What you need to do
Restate, word for word, each entry that follows, but skip its pictures.

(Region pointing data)

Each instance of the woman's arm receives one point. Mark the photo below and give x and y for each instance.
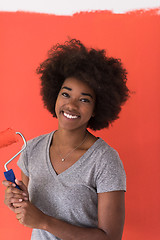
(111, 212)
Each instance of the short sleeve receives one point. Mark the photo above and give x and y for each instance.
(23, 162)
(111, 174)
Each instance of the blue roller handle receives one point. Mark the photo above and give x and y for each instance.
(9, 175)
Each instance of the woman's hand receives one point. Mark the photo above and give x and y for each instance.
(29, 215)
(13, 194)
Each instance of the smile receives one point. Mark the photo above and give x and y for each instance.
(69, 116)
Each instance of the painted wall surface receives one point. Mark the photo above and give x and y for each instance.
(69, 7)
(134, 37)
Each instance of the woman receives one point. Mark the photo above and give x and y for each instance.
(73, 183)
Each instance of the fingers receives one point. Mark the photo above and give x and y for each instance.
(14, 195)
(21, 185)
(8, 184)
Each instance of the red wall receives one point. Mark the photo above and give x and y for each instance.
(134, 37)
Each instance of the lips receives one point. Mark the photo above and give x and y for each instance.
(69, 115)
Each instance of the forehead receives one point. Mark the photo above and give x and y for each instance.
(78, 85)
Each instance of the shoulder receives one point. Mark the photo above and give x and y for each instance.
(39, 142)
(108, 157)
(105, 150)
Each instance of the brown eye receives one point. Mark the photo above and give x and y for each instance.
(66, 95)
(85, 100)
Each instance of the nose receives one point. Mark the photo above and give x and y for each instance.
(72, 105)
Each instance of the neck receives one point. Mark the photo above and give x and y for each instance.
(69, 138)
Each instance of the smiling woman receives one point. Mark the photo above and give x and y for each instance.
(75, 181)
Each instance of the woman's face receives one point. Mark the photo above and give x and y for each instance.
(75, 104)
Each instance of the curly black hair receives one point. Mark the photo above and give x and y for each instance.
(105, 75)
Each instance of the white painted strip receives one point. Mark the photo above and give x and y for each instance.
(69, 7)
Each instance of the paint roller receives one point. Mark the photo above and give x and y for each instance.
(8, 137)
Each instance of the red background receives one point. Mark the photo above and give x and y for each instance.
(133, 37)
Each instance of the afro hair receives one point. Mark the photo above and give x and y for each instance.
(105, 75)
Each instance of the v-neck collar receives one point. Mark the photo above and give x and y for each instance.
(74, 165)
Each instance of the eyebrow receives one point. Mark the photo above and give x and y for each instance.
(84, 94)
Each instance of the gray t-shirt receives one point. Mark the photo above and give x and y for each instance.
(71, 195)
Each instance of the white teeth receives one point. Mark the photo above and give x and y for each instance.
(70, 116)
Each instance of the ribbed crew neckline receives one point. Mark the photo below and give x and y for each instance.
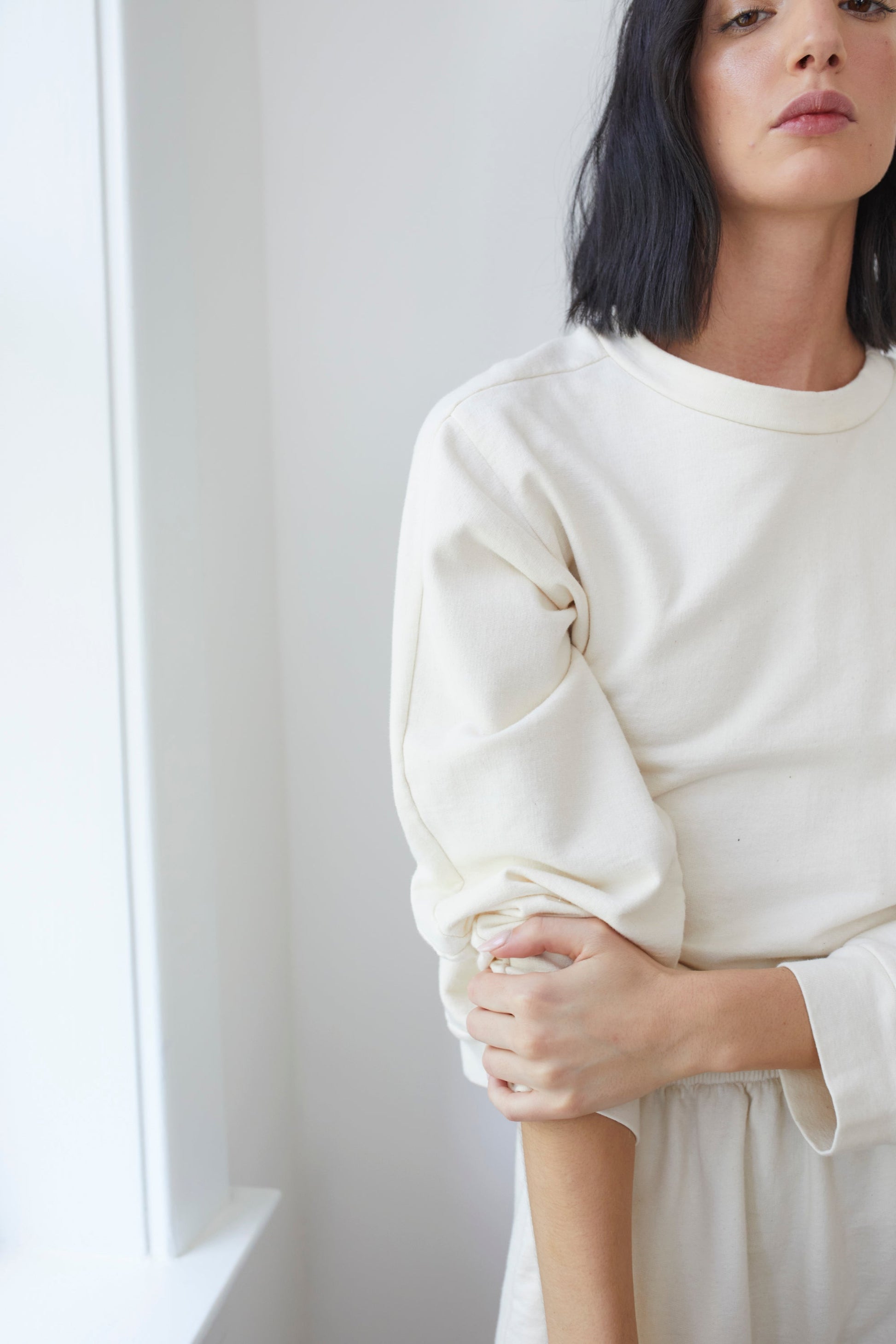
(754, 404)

Your solution
Each instance of the woman's arm receives one point. Mark the photo below and give x and y for each instance.
(111, 212)
Each instance of the short sleeve receives one point. Mark the photo above and give x and y for each instance.
(23, 162)
(111, 174)
Each instance of the blue roller handle receives one point. Mark the photo above and give x and y for each instance.
(9, 175)
Each instance of the woman's hand receives one point. Mark the photo above and give x and y for each instance.
(29, 215)
(13, 194)
Each instance of the smile receives one point. Mark the photo above and give x and y for each instance.
(69, 116)
Each instance of the painted wall surface receives one point. Mark the photo above and give x and y for each instance.
(69, 7)
(134, 37)
Each instance of the woman receives one point. Mark the photo above and give x and y for each instance.
(73, 183)
Each instance of the fingers receives one point. Mark the photo above and give x and y for each instance.
(14, 195)
(21, 185)
(8, 184)
Each instance of the red wall receives one point. Mark the photo above and give x and y for each instance.
(134, 37)
Each instance of the lips receives one point. Mark the photo above and give x and y for each instance.
(69, 115)
Each instance of the forehead receives one point. Mark the photo above and give x and y for each instance.
(78, 85)
Each instance of the shoulder receives one point. Mark the photo above and give x and y for each instance.
(39, 142)
(108, 157)
(105, 150)
Each instance of the brown eye receives one point. Mark the photo above and give x and y for each instance.
(66, 95)
(85, 100)
Each instance of the nose receives one point. Mark the photo above and give x and y for each instance.
(72, 105)
Each instance of the neck receives one point. Mark the photo above and give x and y for each instance.
(69, 138)
Each instance of the smiling woman receives one point. Mark the photo above and give x and y for each instance.
(75, 181)
Each instance of the woman's face receives one point. Mark the photo above and give x and y for each instance.
(75, 104)
Each instance of the curly black hair receives one point. Mark the photo above and give x and y for each instance.
(105, 75)
Each instance of the white painted strip receives one point. Mark the photo above and give x and y for each instance.
(69, 7)
Each instance of the paint roller receives one point. Mark the photo above and give x and y for each instance.
(8, 137)
Each instance of the red background receives one point. Mark the photo above and give x and y for each instance.
(133, 37)
Each instance of the afro hair receives one point. Mark the photo above and give x and y for each instance.
(105, 75)
Each instance of the v-neck collar receives one point. Mark the photo above and give x and y for each instance.
(74, 165)
Each instance of the eyebrow receives one point. Mark the photo above and give x and y for each instance.
(84, 94)
Each instance of the gray t-shirt receives one point. Mark the photo above and give x and y for each instance.
(71, 195)
Each instance of the white teeth receives one point. Mark the photo above and give x and y for each instance.
(70, 116)
Each instance of the ribbed crew neckline receives one point. Mark the photo below and give x and y for each instance.
(754, 404)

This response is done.